━━ Input material ━━

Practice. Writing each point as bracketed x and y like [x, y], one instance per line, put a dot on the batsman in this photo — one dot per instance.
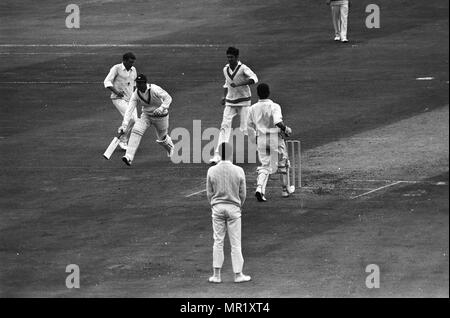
[155, 103]
[265, 120]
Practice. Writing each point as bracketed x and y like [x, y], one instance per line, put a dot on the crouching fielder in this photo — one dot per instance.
[155, 103]
[266, 119]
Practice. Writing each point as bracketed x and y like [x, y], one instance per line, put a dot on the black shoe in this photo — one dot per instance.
[127, 162]
[260, 196]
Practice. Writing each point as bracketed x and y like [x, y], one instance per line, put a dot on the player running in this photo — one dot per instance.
[120, 81]
[266, 119]
[236, 97]
[155, 103]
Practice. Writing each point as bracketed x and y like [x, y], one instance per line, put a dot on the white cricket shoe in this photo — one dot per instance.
[214, 279]
[126, 160]
[214, 160]
[123, 145]
[260, 196]
[242, 278]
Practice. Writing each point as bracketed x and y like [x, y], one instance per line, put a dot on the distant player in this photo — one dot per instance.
[266, 119]
[155, 103]
[121, 82]
[237, 96]
[339, 13]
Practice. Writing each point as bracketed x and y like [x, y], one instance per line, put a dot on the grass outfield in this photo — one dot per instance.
[364, 120]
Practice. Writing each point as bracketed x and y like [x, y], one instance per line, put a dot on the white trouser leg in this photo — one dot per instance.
[161, 125]
[343, 20]
[137, 132]
[243, 114]
[234, 233]
[225, 128]
[122, 106]
[335, 14]
[219, 231]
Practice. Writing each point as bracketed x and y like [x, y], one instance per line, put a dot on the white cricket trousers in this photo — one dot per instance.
[227, 217]
[339, 13]
[122, 106]
[225, 128]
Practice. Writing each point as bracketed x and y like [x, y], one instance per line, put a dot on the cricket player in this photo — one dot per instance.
[121, 82]
[266, 119]
[339, 13]
[237, 96]
[155, 103]
[226, 191]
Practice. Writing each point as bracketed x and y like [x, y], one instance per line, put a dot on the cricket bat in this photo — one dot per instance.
[290, 187]
[112, 147]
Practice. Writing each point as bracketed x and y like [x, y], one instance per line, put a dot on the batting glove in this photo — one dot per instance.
[287, 131]
[122, 129]
[159, 111]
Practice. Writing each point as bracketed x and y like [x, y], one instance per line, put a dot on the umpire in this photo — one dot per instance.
[226, 191]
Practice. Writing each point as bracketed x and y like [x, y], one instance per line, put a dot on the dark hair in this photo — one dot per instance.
[233, 51]
[141, 78]
[226, 151]
[128, 55]
[263, 91]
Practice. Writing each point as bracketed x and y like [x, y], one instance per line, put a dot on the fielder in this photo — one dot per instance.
[266, 119]
[121, 82]
[226, 191]
[339, 13]
[155, 103]
[237, 96]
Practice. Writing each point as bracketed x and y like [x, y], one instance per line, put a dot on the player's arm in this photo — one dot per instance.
[166, 100]
[225, 92]
[108, 82]
[251, 78]
[278, 120]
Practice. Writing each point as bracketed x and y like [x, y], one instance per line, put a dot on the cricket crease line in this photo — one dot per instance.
[195, 193]
[377, 189]
[174, 45]
[50, 82]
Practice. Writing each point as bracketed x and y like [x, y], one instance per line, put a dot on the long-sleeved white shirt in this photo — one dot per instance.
[241, 95]
[225, 183]
[153, 97]
[122, 80]
[263, 117]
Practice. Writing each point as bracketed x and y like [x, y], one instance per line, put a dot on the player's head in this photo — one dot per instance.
[232, 55]
[128, 60]
[141, 83]
[226, 151]
[263, 91]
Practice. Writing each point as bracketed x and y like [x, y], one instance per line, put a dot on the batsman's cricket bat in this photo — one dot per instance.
[112, 147]
[290, 187]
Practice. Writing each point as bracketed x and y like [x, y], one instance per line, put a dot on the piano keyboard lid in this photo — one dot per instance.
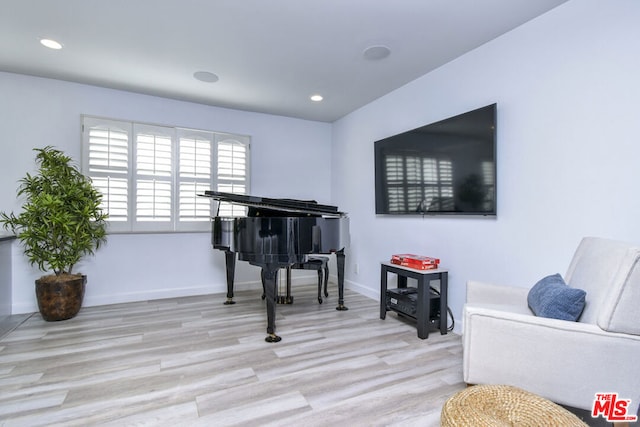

━━━

* Short task: How many lines in the items above contain the string "batsman", matching case exactly? Reply with the number alone.

* Solution: 2